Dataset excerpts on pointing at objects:
* * *

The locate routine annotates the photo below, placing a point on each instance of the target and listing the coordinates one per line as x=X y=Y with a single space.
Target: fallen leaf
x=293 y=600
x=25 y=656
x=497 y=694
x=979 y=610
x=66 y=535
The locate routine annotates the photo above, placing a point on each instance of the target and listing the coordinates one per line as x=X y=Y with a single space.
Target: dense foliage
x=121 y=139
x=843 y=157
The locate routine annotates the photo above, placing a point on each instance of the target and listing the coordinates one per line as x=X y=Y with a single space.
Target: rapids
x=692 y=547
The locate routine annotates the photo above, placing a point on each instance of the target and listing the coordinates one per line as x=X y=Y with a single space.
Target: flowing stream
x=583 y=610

* * *

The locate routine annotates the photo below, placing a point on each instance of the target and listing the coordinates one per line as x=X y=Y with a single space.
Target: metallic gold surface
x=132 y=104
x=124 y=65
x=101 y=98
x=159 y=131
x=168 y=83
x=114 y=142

* * *

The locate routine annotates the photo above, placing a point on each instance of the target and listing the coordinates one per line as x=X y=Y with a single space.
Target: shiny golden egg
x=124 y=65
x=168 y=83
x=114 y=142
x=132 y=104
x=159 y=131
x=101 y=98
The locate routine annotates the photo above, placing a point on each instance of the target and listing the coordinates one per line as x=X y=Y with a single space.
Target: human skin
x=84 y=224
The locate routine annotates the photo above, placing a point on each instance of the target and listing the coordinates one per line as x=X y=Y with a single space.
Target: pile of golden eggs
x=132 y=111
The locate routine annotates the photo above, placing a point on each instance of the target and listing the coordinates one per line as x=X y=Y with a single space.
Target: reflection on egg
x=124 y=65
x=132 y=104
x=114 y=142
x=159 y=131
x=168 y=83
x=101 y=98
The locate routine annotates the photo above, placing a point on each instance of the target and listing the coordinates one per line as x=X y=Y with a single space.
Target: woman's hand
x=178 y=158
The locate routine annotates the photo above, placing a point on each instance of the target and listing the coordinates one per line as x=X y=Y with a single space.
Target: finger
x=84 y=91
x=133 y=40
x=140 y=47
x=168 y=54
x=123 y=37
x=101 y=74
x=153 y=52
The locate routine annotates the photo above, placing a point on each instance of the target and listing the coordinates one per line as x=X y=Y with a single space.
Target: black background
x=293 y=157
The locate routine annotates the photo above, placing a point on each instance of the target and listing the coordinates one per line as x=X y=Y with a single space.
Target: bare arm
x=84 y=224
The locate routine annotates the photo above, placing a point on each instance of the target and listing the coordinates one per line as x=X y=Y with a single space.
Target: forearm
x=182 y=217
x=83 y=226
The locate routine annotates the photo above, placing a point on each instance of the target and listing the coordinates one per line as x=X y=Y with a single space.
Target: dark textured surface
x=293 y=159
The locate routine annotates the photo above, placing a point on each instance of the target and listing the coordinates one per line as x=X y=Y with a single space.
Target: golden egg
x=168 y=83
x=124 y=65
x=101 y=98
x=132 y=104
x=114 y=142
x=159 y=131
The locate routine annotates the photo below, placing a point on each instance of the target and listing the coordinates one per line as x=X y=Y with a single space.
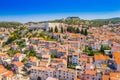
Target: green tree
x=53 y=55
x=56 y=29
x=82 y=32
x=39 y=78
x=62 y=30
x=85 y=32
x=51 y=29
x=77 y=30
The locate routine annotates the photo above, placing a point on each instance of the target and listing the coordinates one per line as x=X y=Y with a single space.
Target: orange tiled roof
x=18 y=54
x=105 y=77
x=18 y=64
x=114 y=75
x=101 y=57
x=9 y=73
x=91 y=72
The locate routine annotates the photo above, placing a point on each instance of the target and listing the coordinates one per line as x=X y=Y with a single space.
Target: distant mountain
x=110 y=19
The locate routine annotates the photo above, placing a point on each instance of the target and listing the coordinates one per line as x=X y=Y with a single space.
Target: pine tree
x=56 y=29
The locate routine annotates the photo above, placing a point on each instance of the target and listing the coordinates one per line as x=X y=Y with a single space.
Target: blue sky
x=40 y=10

* * *

● Written request
List each line above that contains the string "surface". Treat uppercase and lowercase as different.

● Solution
Target: metallic gold surface
Target: dark textured surface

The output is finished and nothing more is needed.